=== Begin Enclosure ===

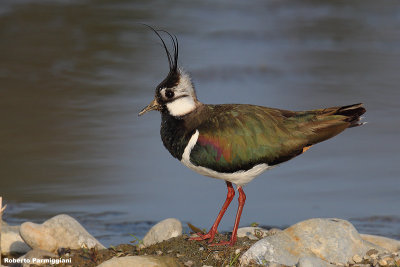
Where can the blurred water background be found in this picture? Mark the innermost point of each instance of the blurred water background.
(74, 75)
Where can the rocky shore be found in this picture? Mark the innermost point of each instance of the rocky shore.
(62, 241)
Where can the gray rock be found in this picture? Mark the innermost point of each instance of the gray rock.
(163, 230)
(392, 245)
(313, 262)
(253, 233)
(141, 261)
(333, 240)
(11, 241)
(278, 248)
(61, 231)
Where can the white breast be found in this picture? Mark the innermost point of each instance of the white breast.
(239, 178)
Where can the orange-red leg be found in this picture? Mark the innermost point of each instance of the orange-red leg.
(242, 200)
(211, 234)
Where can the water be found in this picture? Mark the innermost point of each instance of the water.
(74, 75)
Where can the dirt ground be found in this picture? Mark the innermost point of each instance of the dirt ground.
(187, 252)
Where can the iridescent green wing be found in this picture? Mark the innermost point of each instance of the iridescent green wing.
(238, 137)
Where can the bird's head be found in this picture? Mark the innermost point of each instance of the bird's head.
(175, 95)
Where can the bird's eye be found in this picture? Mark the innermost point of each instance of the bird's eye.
(169, 94)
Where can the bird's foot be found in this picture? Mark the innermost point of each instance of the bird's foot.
(210, 235)
(223, 243)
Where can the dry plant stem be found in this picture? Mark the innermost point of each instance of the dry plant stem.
(1, 221)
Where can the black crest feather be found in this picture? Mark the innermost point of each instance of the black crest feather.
(172, 60)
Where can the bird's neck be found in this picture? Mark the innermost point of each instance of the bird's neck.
(176, 131)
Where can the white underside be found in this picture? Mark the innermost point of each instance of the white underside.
(239, 178)
(181, 106)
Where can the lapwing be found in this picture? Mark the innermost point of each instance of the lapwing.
(236, 142)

=== End Enclosure ===

Goal of the exercise: In your copy of the listing above, reproduce each line exactly and omit all pictures.

The answer:
Where can the blurred water background be found in this picture? Mark the innermost point of each instance of the blurred water background.
(74, 75)
Where can the rocky shore be found in this picture? Mark the innermost point of each instance of the rocky shore.
(62, 241)
Where can the gray rock be found in this picture? Mark the innermost point of each instance of the gray rock.
(163, 230)
(392, 245)
(313, 262)
(253, 233)
(141, 261)
(333, 240)
(11, 241)
(278, 248)
(61, 231)
Where can the white breast be found in this picture? Mark the innermost point of each instance of the white breast.
(239, 178)
Where can the orange-red leg be found in this picture? Mark the innermost point of each instance of the orange-red leg.
(242, 200)
(211, 234)
Where can the water be found in this picture? Mark the innermost point of each instance of the water.
(74, 75)
Where can the dirt ground be found in this picture? Mark the innermost point of each instance of the dirt ground.
(187, 252)
Where can the iridescent green wing be found in this picture? Mark the innermost point of each instance of the iridescent green wing.
(238, 137)
Where can the bird's head be found in this picture? Mark the innermost point of each instance of the bird's head.
(175, 95)
Where can the bird's eye be found in this picture? Mark the innermost point of each instance of the bird's eye.
(169, 94)
Where can the bird's foot be found in this picture? Mark the innermost point of each instance of the bird's foot.
(210, 235)
(223, 243)
Where can the dry plant stem be found in this picture? Mark the innermost point of each instance of the dry plant stem.
(1, 221)
Where can the black crest feather be found in this picture? Mark the innermost point of each instance of the black crest feather.
(172, 60)
Where can the bird's neck be found in this picture? Mark the innermost point of each instance of the bird's neck.
(176, 131)
Where can the white underside be found in this picture? Mark the innermost point of each instance of the white underside.
(239, 178)
(181, 106)
Where can the lapwing be found in this picture? Mark the innermost point of each instance of the lapwing.
(236, 142)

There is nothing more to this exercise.